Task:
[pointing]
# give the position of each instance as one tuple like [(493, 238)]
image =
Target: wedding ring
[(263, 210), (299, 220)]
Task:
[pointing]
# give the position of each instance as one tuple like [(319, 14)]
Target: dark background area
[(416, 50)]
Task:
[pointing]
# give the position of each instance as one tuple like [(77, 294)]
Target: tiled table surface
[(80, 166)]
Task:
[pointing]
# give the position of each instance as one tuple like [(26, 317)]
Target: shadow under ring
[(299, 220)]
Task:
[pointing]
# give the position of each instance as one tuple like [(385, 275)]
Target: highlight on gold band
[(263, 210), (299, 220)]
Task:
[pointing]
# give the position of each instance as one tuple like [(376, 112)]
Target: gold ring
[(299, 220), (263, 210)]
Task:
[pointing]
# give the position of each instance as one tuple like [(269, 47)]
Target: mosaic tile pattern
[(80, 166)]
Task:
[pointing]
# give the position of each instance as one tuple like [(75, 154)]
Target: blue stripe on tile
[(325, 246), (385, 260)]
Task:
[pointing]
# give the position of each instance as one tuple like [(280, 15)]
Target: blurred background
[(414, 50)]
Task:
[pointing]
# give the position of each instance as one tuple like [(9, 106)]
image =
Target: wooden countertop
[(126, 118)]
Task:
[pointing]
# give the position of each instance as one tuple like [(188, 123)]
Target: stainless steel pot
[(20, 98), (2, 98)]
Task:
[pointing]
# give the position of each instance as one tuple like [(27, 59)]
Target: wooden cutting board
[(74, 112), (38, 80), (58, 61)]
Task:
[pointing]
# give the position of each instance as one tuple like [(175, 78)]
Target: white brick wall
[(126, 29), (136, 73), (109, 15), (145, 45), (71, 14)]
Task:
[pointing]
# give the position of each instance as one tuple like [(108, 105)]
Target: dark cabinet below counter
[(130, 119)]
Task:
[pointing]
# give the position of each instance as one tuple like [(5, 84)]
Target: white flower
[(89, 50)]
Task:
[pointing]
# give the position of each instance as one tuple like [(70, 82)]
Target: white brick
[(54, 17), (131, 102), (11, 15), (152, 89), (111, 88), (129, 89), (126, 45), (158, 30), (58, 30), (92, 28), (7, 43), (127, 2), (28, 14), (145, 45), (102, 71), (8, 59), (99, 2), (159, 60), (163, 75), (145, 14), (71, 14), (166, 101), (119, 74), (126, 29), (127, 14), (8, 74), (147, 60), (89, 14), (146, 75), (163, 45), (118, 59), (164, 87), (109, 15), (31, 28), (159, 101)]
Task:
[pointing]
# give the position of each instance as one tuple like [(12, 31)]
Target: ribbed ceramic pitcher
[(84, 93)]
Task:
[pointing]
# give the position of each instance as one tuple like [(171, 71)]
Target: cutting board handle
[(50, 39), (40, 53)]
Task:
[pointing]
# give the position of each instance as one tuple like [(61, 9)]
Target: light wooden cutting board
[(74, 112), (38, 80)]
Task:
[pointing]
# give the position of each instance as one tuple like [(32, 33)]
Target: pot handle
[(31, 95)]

===============

*SHORT PROBLEM*
Format every line of the records above as a JSON list of strings, one string per line, leaving out blank lines.

*EXERCISE ANSWER*
[
  "Task:",
  "[pointing]",
  "# give the position of each instance as one tuple like [(493, 238)]",
  "image =",
  "Target: wedding ring",
  "[(263, 210), (299, 220)]",
  "Task:",
  "[pointing]",
  "# give the position of each instance as one tuple like [(319, 14)]",
  "Target: dark background area",
  "[(416, 50)]",
  "Task:",
  "[pointing]",
  "# give the position of each instance as one tuple like [(77, 294)]",
  "Target: tiled table surface",
  "[(80, 166)]",
  "Task:",
  "[pointing]",
  "# give the position of each instance as one tuple like [(26, 317)]",
  "Target: shadow under ring",
  "[(299, 220)]",
  "Task:",
  "[pointing]",
  "# give the position of each instance as one tuple like [(385, 275)]",
  "Target: highlight on gold band",
  "[(263, 210), (299, 220)]",
  "Task:",
  "[pointing]",
  "# give the position of each instance as one tuple like [(376, 112)]",
  "Target: gold ring",
  "[(299, 220), (263, 210)]",
  "Task:",
  "[pointing]",
  "# give the position of each instance as one tuple like [(269, 47)]",
  "Target: mosaic tile pattern",
  "[(80, 166)]",
  "Task:",
  "[pointing]",
  "# give the position of each instance as one tuple like [(75, 154)]",
  "Target: blue stripe on tile",
  "[(325, 246), (385, 260)]",
  "Task:",
  "[pointing]",
  "# give the position of each instance as one tuple like [(280, 15)]",
  "Target: blurred background",
  "[(414, 50)]",
  "Task:",
  "[pointing]",
  "# give the position of each instance as one tuple like [(9, 106)]",
  "image =",
  "Target: wooden countertop",
  "[(126, 118)]",
  "Task:",
  "[pointing]",
  "# give the position of each instance as one tuple like [(188, 123)]",
  "Target: stainless steel pot",
  "[(20, 98), (2, 98)]",
  "Task:",
  "[pointing]",
  "# give the position of each instance as one tuple like [(27, 59)]",
  "Target: wooden cutting board",
  "[(74, 112), (38, 80), (58, 61)]",
  "Task:",
  "[pointing]",
  "# give the position of each instance as one tuple like [(175, 78)]",
  "Target: white brick wall",
  "[(126, 29), (136, 73), (109, 15), (145, 45), (71, 14)]",
  "Task:",
  "[pointing]",
  "# give the position of each instance as one tuple like [(108, 105)]",
  "Target: dark cabinet below counter",
  "[(130, 119)]",
  "Task:",
  "[pointing]",
  "# give the position of each instance as one tuple like [(5, 84)]",
  "Target: white flower",
  "[(89, 50)]",
  "Task:",
  "[pointing]",
  "# give the position of each instance as one tuple like [(70, 82)]",
  "Target: white brick",
  "[(54, 17), (131, 102), (11, 15), (152, 89), (111, 88), (129, 89), (126, 45), (158, 30), (58, 30), (92, 28), (7, 43), (127, 2), (28, 14), (145, 45), (102, 71), (8, 59), (99, 2), (159, 60), (163, 75), (145, 14), (71, 14), (166, 101), (119, 74), (126, 29), (127, 14), (8, 74), (147, 60), (89, 14), (146, 75), (163, 45), (118, 59), (164, 87), (109, 15), (31, 28), (159, 101)]",
  "Task:",
  "[pointing]",
  "# give the position of each instance as one tuple like [(12, 31)]",
  "Target: ribbed ceramic pitcher",
  "[(84, 93)]",
  "Task:",
  "[pointing]",
  "# give the position of each instance as one tuple like [(171, 71)]",
  "Target: cutting board handle",
  "[(50, 39), (40, 53)]",
  "Task:",
  "[pointing]",
  "# give the position of each instance as one tuple like [(61, 9)]",
  "Target: light wooden cutting board",
  "[(74, 112), (38, 80)]",
  "Task:",
  "[pointing]",
  "# give the position of each instance as one tuple like [(32, 33)]",
  "Target: pot handle",
  "[(31, 95)]"
]